* [Extract]:
This model was implemented as part of a project in the course 02456 Deep Learning @ DTU - Technical University of Denmark
+ This code was originally forked from the [PyTorch word level language modeling example](https://github.com/pytorch/examples/tree/master/word_language_model).
+ The code in this notebook is available on [google colab](https://colab.research.google.com/drive/1luim4qegwBeKVAAzW-XarPSCOhogiBQf) and on [github](https://github.com/mikkelbrusen/custom-pytorch-lstm-lm).

The model comes with instructions to train a word level language models over the Penn Treebank (PTB).

The project was carried out by [Gustav Madslund](https://github.com/gustavmadslund) and [Mikkel Møller Brusen](https://github.com/mikkelbrusen).

# Setup
This section contains all the necessary setup as hyperparameters, data processing and utility functions

## Google Colab Setup
Since we are running on Google Colab, we will need to install PyTorch as they only support TensorFlow by default, because, well, they are Google and not Facebook.

* [Records provided]:
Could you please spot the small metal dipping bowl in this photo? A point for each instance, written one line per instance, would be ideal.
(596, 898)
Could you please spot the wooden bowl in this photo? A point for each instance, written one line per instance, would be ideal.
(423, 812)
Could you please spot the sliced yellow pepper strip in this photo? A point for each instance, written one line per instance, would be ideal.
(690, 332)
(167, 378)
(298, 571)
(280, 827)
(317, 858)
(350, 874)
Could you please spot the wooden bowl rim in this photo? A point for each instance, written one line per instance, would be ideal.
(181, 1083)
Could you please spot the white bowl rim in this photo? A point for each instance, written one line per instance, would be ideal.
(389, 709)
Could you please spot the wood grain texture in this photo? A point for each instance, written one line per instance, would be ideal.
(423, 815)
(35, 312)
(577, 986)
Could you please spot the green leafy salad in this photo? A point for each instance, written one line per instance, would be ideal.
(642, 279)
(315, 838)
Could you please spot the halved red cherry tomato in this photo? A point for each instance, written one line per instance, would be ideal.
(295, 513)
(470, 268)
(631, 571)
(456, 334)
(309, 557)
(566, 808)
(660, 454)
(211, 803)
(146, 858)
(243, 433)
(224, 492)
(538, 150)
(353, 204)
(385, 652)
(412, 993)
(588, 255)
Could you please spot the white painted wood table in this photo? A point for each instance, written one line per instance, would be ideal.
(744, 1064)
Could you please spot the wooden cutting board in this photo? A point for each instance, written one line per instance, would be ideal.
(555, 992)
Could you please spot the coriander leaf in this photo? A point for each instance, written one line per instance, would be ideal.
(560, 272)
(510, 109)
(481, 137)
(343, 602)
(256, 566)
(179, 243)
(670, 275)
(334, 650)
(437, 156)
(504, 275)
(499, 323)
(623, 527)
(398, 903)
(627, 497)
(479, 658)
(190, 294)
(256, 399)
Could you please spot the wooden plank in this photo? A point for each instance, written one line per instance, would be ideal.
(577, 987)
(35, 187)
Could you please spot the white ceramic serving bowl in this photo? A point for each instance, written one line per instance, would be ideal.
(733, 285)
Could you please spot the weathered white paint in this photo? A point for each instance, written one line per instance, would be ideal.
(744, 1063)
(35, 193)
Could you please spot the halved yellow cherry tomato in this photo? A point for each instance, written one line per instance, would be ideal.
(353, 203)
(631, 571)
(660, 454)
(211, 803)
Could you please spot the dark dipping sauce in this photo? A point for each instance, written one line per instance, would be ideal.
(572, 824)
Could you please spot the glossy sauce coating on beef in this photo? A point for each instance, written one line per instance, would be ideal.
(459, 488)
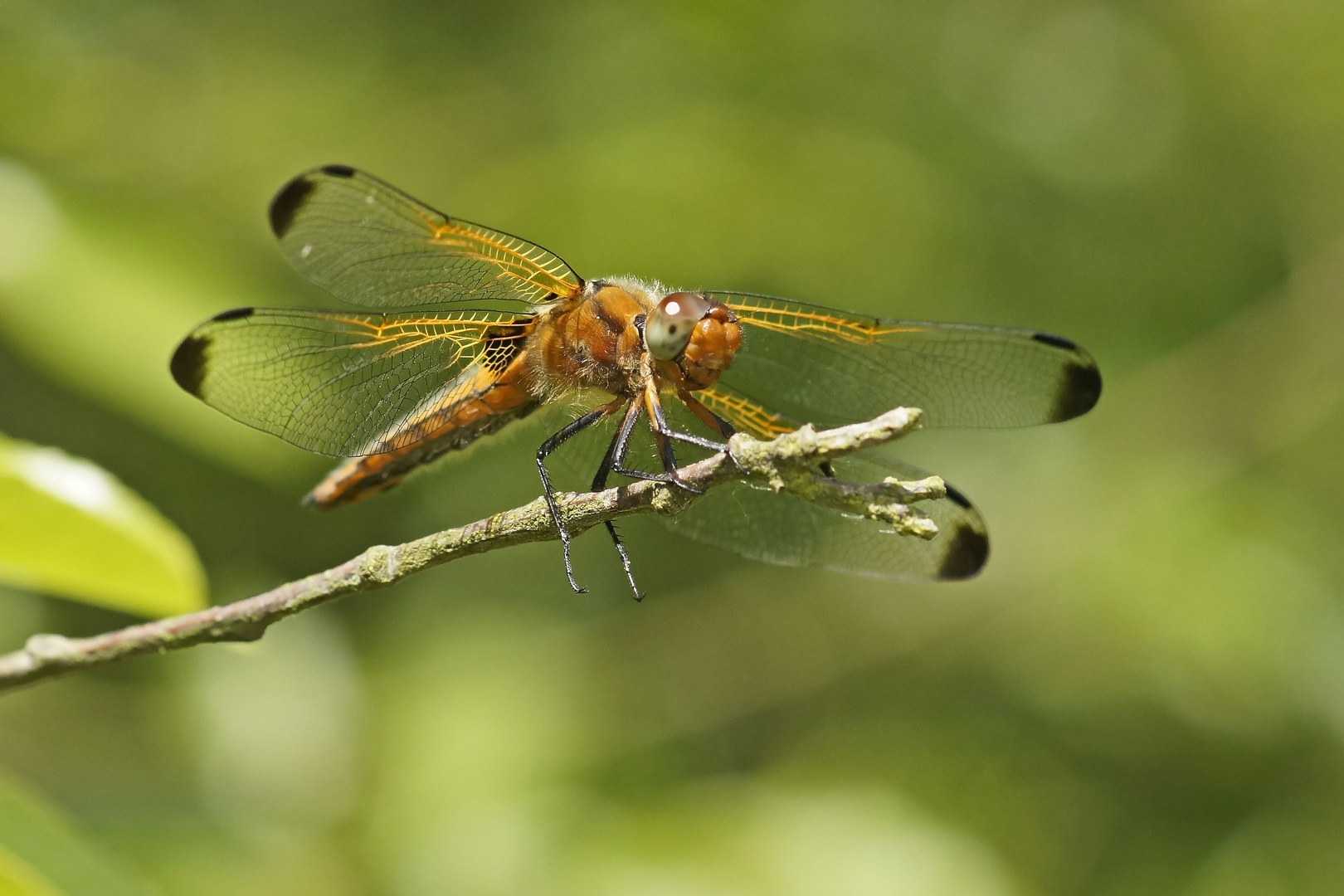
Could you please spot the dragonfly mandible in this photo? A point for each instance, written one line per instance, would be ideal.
(485, 328)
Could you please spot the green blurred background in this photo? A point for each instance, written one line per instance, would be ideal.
(1144, 692)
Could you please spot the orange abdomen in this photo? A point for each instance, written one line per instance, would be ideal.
(480, 403)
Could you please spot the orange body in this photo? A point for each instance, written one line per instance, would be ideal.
(590, 342)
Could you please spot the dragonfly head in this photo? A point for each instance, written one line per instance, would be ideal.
(698, 334)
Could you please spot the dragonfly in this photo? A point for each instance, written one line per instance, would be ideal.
(480, 329)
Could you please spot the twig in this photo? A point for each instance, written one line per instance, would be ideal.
(786, 464)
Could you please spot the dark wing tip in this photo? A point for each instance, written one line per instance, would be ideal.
(1079, 388)
(288, 202)
(188, 363)
(1058, 342)
(967, 553)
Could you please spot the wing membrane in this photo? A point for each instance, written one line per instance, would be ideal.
(344, 383)
(370, 243)
(830, 367)
(780, 528)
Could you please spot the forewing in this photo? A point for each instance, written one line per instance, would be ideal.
(828, 367)
(344, 383)
(370, 243)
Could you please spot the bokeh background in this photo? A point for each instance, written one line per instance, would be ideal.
(1144, 692)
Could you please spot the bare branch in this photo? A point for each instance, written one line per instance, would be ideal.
(785, 464)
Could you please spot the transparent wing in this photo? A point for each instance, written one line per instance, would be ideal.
(828, 367)
(780, 528)
(346, 383)
(370, 243)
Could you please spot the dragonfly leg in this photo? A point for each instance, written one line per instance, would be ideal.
(706, 416)
(550, 445)
(611, 462)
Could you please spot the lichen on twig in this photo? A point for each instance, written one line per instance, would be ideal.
(785, 464)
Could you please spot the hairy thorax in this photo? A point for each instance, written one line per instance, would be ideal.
(596, 342)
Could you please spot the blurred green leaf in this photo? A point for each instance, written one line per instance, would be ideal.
(67, 527)
(42, 856)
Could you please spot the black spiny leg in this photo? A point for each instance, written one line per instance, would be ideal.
(548, 446)
(615, 457)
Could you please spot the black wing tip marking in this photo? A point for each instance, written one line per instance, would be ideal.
(288, 202)
(1058, 342)
(967, 553)
(1079, 384)
(1079, 388)
(188, 363)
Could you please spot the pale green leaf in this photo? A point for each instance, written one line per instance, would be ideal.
(42, 856)
(69, 528)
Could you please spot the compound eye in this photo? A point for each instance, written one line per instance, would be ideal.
(668, 328)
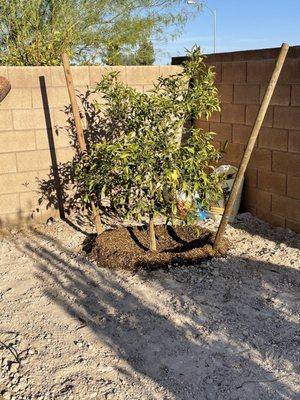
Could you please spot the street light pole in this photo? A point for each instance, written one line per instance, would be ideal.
(214, 14)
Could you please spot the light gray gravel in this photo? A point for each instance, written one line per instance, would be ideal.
(227, 329)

* [What the task requires]:
In the project description, which dataset does the model include training instructions for?

* [Correct output]:
The Penn Treebank (PTB).